指示 1: 抜粋本文によると、『山葡萄』の作者が学んでいるものは何か。
指示 2: 抜粋本文の「2024年6月17日京都新聞文化面「詩歌の本棚・新刊評」」から「な言葉の力は、まさに滋養だ。」までを、その末尾も含めて書き出すこと。その際、「滋養」を「栄養」に置き換えて編集すること。

───── 抜粋本文 ─────

今回は私の「渋沢孝輔『水晶狂い』」です。

https://nzdmw.crayonsite.com/p/14/

「水晶狂い」の時を超えた美しさにいま、感じ取れるもの、教えられるものを書き連ねました。この詩は、詩作が本質的に狂気であることを、その不可能性と可能性を、詩空間の虚構の実況中継として描き出した、永遠に残る作品です。

 ちなみに渋沢氏は、高校時代の恩師のご伴侶でもあり、投稿欄で拙い詩を励ましてくれた先輩詩人でもありました。最近は必ず詩の世界でも忘れられているのが残念です。あらためて出会い直したいと思います。

2024年6月17日京都新聞文化面「詩歌の本棚・新刊評」

 詩は身体と深く関係する。言葉は内面のみから生まれるのではない。書き手の誰もが、身体深くから思わぬ言葉が立ち上がって来る感覚を知っているだろう。詩を書く最中にはかすかに喉も動くのが分かるし、作品を朗読すれば推敲が上手く行くこともしばしばだ。詩の根源は確かに身体だと確信する。

 ひとみ・けいこ『山葡萄』(ドットウィザード)の作者はバレエを学ぶ。本詩集にもバレエの身体感覚が活かされた表現や、バレエ用語そのものも散見される。「Ⅰ季節」「II自然」「Ⅲからだ」「Ⅳこころ」という章立ての中心は「Ⅲからだ」。身体は命であり、踊りは命の表現であるという視点から、様々なモチーフが描き出されている。「山葡萄」という素朴な表題は、読む人が「一粒でも、エネルギーにつながるようなものを味わってもらえたら」(あとがき)という願いを込めたもの。その思いは全篇に感じられる。一語一語頬張るように読んでいくのが楽しい。身体の経験にもとづく確かな言葉の力は、まさに滋養だ。

───── 提供資料 ─────

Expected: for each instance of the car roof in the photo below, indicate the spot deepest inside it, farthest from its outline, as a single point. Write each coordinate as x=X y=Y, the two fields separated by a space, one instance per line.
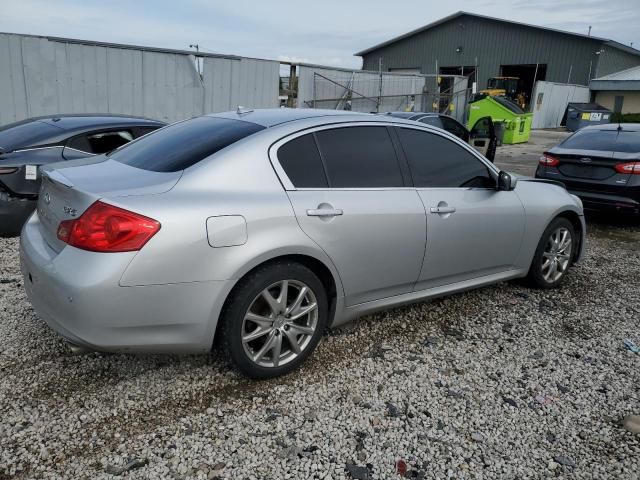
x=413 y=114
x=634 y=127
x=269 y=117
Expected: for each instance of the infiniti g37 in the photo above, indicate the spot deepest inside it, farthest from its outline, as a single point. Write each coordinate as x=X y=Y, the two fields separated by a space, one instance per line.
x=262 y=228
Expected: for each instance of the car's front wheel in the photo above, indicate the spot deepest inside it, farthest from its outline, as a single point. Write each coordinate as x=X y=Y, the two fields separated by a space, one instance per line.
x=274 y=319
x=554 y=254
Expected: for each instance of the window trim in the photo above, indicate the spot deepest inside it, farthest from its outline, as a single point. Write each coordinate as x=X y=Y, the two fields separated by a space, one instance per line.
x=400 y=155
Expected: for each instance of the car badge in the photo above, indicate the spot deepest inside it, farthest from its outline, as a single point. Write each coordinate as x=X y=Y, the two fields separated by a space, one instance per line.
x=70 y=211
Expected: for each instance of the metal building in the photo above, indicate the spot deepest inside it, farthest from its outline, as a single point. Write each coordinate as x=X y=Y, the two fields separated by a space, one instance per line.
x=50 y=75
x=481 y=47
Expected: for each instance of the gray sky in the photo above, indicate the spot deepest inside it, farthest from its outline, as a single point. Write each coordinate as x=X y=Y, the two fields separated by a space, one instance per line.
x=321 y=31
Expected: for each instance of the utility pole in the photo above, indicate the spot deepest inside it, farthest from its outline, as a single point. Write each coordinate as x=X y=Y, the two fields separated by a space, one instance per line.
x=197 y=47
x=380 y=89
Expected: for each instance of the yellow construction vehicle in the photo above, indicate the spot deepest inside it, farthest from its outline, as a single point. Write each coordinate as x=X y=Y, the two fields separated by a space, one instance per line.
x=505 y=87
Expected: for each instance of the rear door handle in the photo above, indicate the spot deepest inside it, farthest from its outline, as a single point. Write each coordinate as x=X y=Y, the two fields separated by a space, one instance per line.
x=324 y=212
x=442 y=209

─────
───── 提供資料 ─────

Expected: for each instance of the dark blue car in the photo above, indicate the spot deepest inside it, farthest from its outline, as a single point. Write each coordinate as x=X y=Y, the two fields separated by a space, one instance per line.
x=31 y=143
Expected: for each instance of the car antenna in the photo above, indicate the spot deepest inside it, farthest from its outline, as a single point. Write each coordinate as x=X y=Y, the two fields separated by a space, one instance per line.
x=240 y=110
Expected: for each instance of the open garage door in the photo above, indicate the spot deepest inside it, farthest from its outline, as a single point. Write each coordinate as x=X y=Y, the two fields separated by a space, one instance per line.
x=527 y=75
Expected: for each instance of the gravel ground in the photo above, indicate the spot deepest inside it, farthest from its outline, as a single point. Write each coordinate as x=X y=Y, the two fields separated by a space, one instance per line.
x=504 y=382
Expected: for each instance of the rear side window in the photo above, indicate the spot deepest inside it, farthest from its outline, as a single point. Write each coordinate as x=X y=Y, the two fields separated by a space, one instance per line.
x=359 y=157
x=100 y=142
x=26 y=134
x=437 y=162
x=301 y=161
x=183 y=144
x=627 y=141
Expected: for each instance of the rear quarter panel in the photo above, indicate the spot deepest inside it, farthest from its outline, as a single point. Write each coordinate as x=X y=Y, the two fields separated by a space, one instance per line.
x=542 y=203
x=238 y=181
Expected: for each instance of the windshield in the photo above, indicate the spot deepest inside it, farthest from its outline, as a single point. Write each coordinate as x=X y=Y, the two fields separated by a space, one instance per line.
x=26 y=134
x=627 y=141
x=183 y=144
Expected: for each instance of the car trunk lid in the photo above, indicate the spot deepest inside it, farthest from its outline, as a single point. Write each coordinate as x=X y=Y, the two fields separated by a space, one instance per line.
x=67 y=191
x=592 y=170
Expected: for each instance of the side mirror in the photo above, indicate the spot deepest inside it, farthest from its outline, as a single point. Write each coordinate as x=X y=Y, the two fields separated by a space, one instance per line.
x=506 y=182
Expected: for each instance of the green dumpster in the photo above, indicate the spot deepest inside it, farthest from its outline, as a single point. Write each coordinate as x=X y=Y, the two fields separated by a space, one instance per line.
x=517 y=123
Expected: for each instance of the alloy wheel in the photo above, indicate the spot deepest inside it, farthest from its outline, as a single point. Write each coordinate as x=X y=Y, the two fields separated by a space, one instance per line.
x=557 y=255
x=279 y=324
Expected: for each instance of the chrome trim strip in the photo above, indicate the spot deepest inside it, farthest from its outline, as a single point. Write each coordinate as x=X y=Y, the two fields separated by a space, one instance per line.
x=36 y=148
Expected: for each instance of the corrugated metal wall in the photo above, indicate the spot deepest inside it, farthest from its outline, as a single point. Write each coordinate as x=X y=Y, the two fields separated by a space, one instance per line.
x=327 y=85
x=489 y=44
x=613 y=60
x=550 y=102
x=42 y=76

─────

出力結果 1: バレエ

出力結果 2:
2024年6月17日京都新聞文化面「詩歌の本棚・新刊評」

 詩は身体と深く関係する。言葉は内面のみから生まれるのではない。書き手の誰もが、身体深くから思わぬ言葉が立ち上がって来る感覚を知っているだろう。詩を書く最中にはかすかに喉も動くのが分かるし、作品を朗読すれば推敲が上手く行くこともしばしばだ。詩の根源は確かに身体だと確信する。

 ひとみ・けいこ『山葡萄』(ドットウィザード)の作者はバレエを学ぶ。本詩集にもバレエの身体感覚が活かされた表現や、バレエ用語そのものも散見される。「Ⅰ季節」「II自然」「Ⅲからだ」「Ⅳこころ」という章立ての中心は「Ⅲからだ」。身体は命であり、踊りは命の表現であるという視点から、様々なモチーフが描き出されている。「山葡萄」という素朴な表題は、読む人が「一粒でも、エネルギーにつながるようなものを味わってもらえたら」(あとがき)という願いを込めたもの。その思いは全篇に感じられる。一語一語頬張るように読んでいくのが楽しい。身体の経験にもとづく確かな言葉の力は、まさに栄養だ。